## Requirement:
Report back every line in the data that includes the string "edge".

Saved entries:
================

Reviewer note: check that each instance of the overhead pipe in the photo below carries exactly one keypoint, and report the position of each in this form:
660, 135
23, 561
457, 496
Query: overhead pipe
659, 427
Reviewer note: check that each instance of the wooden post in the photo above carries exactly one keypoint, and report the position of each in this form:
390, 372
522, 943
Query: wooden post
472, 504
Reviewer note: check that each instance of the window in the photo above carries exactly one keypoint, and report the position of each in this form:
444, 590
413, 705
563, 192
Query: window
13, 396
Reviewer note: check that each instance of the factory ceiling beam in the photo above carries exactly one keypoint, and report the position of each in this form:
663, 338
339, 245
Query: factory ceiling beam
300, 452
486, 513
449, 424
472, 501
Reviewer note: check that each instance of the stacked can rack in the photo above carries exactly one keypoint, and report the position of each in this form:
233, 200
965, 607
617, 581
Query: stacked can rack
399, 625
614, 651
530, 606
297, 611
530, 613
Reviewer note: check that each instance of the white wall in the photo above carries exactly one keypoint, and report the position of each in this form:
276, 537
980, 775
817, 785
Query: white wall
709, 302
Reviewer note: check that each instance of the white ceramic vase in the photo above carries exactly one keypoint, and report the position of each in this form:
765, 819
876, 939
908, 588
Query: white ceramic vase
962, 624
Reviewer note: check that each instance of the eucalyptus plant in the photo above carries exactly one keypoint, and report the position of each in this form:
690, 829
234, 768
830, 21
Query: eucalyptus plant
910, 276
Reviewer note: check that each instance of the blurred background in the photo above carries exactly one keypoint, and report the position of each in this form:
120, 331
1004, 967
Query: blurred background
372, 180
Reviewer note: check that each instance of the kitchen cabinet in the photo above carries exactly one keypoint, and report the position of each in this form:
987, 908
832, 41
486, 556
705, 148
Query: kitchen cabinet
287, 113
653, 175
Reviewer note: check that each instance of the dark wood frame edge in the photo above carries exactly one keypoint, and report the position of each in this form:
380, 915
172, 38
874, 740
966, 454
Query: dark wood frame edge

================

## Exercise response:
Reviewer note: check that each instance of the dark wood frame edge in the photo above carries exactly one keypoint, and report the position of each in this form:
Query: dark wood frame edge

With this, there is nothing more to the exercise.